*Passage:*
On Tue, 2006-09-05 at 11:07 -0400, Peter Tanski wrote:
> On Sep 4, 2006, at 6:50 AM, skaller wrote:

> > BTW: also note this won't work in Felix at present,
> > because flxPty tried to start work before tanski woke up :)
> 
> I had to read this several times and force myself to believe you are  
> serious. 

Executable code is executed in order of writing.
Variable declarations:

var x = 1;

are also executable. This is not a 'definition' of a synonym
for '1', it is an assignment:

        var x: int;
        x = 1; // assignment


>  This isn't remotely functional-program behavior. 

Felix is a procedural/imperative language with
a functional subsystem.

Note that 'val' is different:

        val x = 1;

is more 'functional'. however at present, vals are
NOT reordered based on dependencies, instead they're
reordered based on what the optimiser thinks will
improve performance without breaking the sequential
semantics.

*Records provided:*
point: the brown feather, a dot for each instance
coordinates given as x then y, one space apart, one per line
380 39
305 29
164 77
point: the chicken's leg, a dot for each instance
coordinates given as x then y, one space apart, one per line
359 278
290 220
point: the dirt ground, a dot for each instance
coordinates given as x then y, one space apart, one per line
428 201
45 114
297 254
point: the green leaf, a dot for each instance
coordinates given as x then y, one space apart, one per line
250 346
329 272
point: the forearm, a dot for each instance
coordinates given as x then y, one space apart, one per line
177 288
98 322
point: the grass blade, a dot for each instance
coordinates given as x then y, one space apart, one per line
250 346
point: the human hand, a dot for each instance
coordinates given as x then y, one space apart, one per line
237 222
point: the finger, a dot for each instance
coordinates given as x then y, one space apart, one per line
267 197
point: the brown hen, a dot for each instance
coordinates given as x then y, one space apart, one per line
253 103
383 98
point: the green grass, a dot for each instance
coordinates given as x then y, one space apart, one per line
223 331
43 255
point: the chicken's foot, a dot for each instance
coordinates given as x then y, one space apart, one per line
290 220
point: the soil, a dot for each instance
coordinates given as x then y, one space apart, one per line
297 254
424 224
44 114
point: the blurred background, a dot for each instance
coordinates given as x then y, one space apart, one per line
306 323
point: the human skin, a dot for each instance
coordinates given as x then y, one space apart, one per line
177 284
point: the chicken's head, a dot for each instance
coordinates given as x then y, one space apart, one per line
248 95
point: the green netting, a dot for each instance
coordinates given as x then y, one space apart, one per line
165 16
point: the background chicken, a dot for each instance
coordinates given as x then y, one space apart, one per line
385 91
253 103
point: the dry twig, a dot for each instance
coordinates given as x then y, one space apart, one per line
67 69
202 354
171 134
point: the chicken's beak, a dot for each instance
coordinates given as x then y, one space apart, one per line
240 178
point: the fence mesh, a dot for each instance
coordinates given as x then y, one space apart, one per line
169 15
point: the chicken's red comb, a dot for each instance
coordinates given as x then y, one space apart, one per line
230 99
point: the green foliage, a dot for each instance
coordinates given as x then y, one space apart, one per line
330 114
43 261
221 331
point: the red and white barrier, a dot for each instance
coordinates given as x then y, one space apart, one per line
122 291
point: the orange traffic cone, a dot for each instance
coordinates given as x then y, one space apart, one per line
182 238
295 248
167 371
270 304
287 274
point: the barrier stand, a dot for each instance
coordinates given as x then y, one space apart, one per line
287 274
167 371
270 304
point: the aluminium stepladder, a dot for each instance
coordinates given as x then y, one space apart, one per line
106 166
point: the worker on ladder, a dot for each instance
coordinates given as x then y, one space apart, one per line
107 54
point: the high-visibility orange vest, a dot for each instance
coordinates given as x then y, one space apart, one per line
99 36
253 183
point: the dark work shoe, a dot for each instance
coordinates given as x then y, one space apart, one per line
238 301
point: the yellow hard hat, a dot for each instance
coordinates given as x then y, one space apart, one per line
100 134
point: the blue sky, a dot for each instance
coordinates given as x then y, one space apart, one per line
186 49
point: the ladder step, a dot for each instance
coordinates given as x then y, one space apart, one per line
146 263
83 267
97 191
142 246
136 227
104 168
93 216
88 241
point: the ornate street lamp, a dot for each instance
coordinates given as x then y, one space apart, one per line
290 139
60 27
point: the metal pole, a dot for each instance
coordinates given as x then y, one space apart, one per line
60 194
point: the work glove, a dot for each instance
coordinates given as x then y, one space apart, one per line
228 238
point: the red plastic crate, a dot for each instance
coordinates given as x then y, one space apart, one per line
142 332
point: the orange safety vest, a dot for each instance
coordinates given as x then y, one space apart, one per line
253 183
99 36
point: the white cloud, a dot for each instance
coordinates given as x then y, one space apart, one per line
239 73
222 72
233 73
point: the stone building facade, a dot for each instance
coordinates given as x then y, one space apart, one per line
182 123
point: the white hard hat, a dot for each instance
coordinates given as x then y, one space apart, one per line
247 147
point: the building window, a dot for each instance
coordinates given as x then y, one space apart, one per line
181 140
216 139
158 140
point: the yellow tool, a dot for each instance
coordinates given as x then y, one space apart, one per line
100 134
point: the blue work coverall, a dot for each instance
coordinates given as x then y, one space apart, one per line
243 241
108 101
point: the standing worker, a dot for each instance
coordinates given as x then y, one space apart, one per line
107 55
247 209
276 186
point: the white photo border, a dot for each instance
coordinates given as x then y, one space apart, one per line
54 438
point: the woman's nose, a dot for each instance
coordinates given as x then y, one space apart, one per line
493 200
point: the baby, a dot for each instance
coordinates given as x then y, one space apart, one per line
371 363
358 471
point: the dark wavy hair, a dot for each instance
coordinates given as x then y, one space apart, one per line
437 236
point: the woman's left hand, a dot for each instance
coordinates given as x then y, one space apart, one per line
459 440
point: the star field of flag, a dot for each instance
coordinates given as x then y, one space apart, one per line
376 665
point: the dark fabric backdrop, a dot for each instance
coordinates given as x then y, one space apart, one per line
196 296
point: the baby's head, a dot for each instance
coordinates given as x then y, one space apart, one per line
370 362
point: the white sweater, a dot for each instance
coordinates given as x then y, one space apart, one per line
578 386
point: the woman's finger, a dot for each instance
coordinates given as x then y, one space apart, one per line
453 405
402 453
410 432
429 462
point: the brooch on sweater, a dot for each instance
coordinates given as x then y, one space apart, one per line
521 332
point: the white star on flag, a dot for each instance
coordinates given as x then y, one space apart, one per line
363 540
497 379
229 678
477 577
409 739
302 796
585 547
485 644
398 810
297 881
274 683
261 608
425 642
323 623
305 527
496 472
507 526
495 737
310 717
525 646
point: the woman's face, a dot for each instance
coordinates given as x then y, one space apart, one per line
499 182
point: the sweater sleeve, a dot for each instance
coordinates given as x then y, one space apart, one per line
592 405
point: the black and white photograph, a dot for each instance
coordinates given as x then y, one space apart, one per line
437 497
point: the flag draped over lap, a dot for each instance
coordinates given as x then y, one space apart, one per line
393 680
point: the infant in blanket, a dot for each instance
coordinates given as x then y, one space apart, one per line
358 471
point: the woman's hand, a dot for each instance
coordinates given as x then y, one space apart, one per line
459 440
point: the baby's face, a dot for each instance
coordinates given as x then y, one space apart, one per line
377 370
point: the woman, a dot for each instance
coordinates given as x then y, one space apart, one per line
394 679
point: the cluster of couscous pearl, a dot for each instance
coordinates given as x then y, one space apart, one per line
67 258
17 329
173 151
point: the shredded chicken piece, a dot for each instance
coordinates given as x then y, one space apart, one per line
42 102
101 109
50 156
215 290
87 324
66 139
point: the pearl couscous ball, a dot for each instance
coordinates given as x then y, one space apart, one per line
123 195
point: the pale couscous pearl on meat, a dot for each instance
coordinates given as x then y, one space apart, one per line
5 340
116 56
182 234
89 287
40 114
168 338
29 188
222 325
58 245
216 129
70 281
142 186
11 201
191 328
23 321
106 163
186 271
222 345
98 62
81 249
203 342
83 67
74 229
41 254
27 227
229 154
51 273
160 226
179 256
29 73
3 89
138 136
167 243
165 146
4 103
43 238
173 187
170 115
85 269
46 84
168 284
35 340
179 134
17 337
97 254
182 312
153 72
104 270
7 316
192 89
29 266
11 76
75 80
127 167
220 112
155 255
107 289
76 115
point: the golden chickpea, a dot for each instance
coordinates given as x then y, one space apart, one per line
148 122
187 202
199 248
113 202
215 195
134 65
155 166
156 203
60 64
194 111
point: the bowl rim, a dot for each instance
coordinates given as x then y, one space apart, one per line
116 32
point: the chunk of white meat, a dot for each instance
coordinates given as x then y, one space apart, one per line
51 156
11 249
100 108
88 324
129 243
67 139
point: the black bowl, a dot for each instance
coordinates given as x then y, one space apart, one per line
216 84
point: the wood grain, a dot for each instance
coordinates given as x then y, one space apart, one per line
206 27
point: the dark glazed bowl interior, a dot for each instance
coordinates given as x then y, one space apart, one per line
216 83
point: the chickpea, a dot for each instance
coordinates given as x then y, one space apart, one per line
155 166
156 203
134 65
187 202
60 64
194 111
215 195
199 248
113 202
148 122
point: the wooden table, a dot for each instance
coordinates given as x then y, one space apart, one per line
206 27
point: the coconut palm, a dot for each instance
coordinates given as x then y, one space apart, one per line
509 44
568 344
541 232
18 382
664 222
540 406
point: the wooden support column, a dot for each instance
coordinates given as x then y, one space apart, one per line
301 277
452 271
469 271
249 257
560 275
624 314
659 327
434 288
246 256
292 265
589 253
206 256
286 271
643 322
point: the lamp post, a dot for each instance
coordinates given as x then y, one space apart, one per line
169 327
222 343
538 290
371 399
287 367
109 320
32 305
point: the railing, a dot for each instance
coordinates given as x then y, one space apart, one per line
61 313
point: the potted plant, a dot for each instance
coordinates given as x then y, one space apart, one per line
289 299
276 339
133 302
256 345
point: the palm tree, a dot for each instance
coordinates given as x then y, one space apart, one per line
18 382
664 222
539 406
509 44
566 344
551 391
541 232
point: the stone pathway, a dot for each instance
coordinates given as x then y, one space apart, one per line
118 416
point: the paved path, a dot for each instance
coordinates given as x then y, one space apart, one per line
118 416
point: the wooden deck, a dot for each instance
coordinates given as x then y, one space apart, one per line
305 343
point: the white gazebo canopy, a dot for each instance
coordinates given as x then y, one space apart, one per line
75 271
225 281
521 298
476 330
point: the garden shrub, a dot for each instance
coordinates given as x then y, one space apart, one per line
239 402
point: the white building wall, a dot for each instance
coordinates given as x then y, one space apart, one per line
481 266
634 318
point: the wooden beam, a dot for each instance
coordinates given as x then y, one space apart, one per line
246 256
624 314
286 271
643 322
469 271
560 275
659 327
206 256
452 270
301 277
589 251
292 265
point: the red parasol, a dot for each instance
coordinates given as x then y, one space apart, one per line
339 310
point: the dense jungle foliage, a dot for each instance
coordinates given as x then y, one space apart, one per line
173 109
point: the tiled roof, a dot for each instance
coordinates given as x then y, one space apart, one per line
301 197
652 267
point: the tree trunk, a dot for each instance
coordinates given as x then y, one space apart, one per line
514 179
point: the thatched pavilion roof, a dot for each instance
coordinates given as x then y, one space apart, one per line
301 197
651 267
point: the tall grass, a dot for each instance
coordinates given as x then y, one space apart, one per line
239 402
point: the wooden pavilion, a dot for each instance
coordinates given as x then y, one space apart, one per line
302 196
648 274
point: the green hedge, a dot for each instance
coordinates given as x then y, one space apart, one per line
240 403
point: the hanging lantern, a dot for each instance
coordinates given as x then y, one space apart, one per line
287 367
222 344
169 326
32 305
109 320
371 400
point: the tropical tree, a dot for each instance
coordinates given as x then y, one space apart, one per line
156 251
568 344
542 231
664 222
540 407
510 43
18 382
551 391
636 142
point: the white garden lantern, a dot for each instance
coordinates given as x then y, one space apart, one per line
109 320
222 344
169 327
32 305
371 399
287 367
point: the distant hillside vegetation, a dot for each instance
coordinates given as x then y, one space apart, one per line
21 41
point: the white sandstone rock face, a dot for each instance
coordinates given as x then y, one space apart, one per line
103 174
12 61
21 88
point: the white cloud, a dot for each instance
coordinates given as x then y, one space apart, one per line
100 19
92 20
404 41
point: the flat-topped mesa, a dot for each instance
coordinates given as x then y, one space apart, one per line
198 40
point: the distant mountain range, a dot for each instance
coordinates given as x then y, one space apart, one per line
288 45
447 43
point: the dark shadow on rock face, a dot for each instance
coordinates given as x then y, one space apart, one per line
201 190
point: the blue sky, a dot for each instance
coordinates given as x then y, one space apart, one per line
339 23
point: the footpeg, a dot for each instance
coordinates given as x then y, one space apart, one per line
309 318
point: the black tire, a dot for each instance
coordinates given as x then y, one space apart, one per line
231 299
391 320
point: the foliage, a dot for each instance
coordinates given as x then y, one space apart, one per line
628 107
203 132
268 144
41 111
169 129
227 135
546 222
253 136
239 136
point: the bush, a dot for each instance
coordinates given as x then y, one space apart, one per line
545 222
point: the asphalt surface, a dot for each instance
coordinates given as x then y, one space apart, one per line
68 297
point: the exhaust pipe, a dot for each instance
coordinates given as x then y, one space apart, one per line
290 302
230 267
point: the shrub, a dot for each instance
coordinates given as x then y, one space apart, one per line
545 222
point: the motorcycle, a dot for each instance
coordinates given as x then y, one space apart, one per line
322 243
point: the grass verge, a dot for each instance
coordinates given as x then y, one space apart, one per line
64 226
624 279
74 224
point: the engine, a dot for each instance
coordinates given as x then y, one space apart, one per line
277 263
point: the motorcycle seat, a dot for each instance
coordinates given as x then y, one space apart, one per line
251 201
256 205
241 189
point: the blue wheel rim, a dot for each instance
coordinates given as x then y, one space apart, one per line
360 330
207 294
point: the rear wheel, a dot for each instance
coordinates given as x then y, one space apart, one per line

*Short task:*
Answer these questions from the message about Felix.
(a) What kind of language does the message say Felix is?
(b) In what order is executable code executed?
(c) At present, on what basis are vals reordered?
The data plays no part in this exercise.

*Result of the task:*
(a) A procedural/imperative language with a functional subsystem.
(b) In order of writing.
(c) On what the optimiser thinks will improve performance without breaking the sequential semantics, not on dependencies.